## TEXTO FORNECIDO:
┌──
Essa prática é comum hoje e vários fabricantes investem em produtos gratuitos com intuito de fisgar o consumidor e tornar-se padrão do mercado ou pelo menos uma referência e então poder cobrar e recuperar todo o investimento. É um risco. Muitas companhias não chegam a ter êxito, mas a maioria delas recupera o que investiu só com a venda de licenças para empresas (nesses casos os produtos não costumam ser gratuitos).

Mas porque arriscar dar o seu produto de graça?

Porque o prêmio se essa estratégia der certo é a fortuna. Uma fortuna muitas vezes maior tudo o que foi gasto no desenvolvimento. Por exemplo, a PKWARE durante anos deu o produto de graça. Existiam outros programas semelhantes (LHARC, ARJ, etc), mas sua estratégia se tornou tão bem sucedida que logo ZIP se tornou um padrão de fato. Quando isso aconteceu você podia mandar um arquivo “zipado” para qualquer pessoa, porque você sabia que ela teria acesso ao programa para descompactar. As empresas recebiam arquivos nesse formato, logo se viram obrigadas a comprar licenças do produto. Após algum tempo o “zipar” se tornou sinônimo de compactação e entrou para o vocabulário informático (quem sabe talvez entre até para o Aurélio). Dezenas de milhões de pessoas usavam esse programa e alguns milhões pagavam uma taxa irrisória por ele, mas se você fatura apenas US$ 1 de 40 milhões de usuários...você fica muito rico.

Os Sistemas Operacionais e as Suítes de Escritório

Mas nem sempre o shareware foi a maneira que a indústria para seus  programas virarem padrão do mercado. A Microsoft comprou por US$ 50 mil o DOS de outra pessoa e o licenciou para a IBM para que ele fosse vendido com cada máquina. Logo o DOS se tornaria um padrão, simplesmente por que era essencial para usar quase todo computador.
└──
## TRECHOS DE REGISTROS:
┌──
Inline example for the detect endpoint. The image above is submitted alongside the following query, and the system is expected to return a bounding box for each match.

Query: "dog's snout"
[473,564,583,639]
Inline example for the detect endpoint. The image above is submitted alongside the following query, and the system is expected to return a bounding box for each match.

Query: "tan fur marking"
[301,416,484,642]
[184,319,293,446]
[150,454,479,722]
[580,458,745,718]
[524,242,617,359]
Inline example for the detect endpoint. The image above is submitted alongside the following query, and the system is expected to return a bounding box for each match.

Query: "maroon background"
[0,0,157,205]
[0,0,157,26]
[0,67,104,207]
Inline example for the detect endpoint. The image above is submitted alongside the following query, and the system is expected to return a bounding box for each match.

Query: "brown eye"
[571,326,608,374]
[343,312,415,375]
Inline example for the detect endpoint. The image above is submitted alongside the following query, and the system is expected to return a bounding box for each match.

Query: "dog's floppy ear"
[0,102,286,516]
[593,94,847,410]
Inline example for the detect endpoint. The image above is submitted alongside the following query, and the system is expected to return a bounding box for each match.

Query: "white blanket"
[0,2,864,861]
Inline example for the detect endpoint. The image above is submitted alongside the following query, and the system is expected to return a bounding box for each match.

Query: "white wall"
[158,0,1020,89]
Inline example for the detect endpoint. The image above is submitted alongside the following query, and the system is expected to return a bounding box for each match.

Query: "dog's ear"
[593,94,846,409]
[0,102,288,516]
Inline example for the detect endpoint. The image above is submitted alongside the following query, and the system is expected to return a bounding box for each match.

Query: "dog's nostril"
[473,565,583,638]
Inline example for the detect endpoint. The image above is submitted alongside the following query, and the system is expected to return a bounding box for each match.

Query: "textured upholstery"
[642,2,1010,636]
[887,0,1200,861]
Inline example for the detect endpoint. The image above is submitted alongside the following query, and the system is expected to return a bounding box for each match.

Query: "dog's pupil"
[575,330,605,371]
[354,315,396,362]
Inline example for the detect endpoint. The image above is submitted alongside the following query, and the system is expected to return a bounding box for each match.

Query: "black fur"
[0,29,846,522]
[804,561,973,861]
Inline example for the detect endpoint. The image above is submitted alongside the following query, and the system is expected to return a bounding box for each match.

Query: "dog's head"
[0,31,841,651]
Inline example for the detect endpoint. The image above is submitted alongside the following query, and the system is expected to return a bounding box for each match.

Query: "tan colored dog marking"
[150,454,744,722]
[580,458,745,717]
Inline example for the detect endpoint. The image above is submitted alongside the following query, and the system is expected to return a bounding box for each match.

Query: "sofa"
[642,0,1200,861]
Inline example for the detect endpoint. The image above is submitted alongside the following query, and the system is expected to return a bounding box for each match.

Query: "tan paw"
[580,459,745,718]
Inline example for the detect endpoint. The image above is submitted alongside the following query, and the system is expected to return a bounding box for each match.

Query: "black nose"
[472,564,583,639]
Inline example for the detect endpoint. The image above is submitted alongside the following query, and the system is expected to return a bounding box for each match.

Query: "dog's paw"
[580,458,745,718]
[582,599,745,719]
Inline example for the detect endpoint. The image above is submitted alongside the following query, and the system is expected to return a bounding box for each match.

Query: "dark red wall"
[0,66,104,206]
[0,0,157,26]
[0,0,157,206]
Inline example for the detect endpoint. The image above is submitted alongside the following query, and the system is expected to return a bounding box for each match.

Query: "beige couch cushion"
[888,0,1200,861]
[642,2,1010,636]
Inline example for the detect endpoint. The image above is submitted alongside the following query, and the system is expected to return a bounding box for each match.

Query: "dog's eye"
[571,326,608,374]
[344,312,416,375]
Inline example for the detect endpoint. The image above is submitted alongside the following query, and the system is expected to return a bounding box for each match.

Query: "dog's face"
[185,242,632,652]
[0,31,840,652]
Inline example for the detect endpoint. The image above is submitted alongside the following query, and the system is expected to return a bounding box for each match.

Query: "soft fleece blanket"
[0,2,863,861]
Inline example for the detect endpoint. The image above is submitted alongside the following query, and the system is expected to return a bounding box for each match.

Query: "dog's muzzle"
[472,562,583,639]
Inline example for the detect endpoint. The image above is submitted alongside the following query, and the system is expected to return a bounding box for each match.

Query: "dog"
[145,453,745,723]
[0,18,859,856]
└──
## TAREFAS:
a: Cite o trecho do texto fornecido que começa em "Essa prática é" e termina em "produto de graça?".
b: De acordo com o texto fornecido, por qual valor a Microsoft comprou o DOS?
As linhas constituem material à parte, independente do texto fornecido.

## RESPOSTAS:
a:
Essa prática é comum hoje e vários fabricantes investem em produtos gratuitos com intuito de fisgar o consumidor e tornar-se padrão do mercado ou pelo menos uma referência e então poder cobrar e recuperar todo o investimento. É um risco. Muitas companhias não chegam a ter êxito, mas a maioria delas recupera o que investiu só com a venda de licenças para empresas (nesses casos os produtos não costumam ser gratuitos).

Mas porque arriscar dar o seu produto de graça?

b: Por US$ 50 mil.